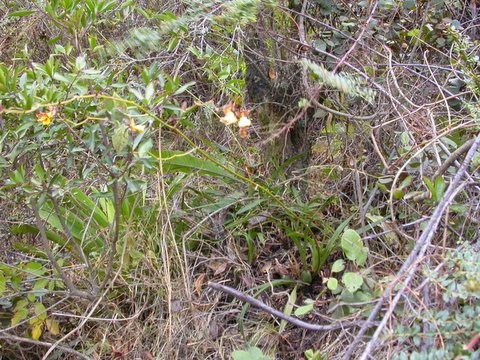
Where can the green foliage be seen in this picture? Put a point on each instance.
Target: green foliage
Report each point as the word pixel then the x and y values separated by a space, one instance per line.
pixel 456 320
pixel 252 353
pixel 344 83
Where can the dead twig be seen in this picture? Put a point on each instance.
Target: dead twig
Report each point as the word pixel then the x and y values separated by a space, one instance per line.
pixel 18 339
pixel 46 247
pixel 302 324
pixel 410 266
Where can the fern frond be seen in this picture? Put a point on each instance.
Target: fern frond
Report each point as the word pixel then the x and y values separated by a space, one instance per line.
pixel 345 83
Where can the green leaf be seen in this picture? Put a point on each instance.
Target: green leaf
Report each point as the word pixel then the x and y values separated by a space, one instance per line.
pixel 52 326
pixel 292 299
pixel 37 331
pixel 19 315
pixel 353 248
pixel 40 311
pixel 253 353
pixel 439 188
pixel 352 281
pixel 430 185
pixel 3 284
pixel 187 163
pixel 332 284
pixel 21 13
pixel 89 207
pixel 305 309
pixel 35 269
pixel 338 266
pixel 120 138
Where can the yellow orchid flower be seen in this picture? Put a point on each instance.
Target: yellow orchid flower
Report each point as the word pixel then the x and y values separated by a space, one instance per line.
pixel 46 117
pixel 229 118
pixel 136 128
pixel 244 121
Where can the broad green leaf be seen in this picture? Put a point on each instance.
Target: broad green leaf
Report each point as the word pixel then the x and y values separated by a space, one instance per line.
pixel 89 207
pixel 21 13
pixel 52 326
pixel 40 311
pixel 352 281
pixel 19 315
pixel 439 188
pixel 3 284
pixel 302 310
pixel 37 331
pixel 34 269
pixel 338 266
pixel 353 248
pixel 253 353
pixel 120 138
pixel 332 284
pixel 292 299
pixel 187 163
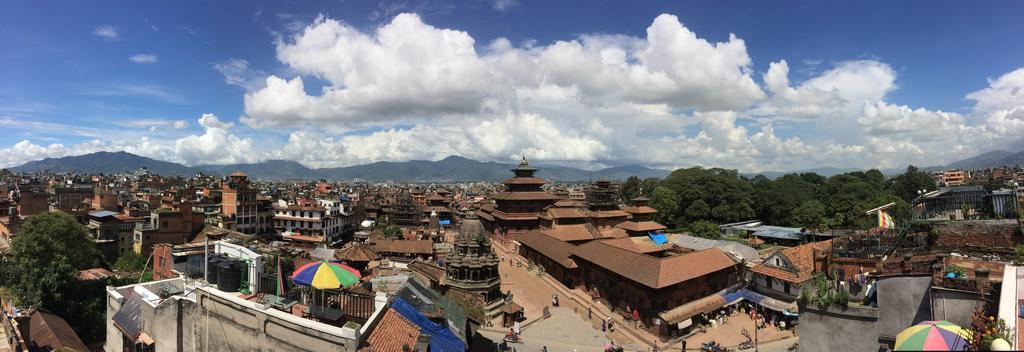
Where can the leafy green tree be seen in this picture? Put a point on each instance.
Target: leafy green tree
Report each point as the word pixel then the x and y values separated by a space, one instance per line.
pixel 697 210
pixel 1019 255
pixel 45 256
pixel 130 262
pixel 727 194
pixel 667 204
pixel 775 201
pixel 810 214
pixel 706 229
pixel 393 231
pixel 47 253
pixel 907 184
pixel 631 188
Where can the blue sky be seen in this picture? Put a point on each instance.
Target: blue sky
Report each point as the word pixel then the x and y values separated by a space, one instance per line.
pixel 865 84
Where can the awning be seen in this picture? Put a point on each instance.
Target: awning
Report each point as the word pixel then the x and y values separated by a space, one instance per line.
pixel 767 302
pixel 686 311
pixel 657 238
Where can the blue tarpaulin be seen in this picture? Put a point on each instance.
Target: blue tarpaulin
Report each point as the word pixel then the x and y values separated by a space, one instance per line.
pixel 441 339
pixel 731 297
pixel 657 238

--------------------------------

PROBLEM
Could you transcribe the part of the items above that opens with the line containing "Where can the fern" and closes with the line containing "pixel 345 83", both lines included, copying each line exactly?

CORRECT RESPONSE
Where can the fern frond be seen in this picture? Put a point on each instance.
Target: fern frond
Report each point as the word pixel then the x and y values separated by a space, one instance per line.
pixel 345 83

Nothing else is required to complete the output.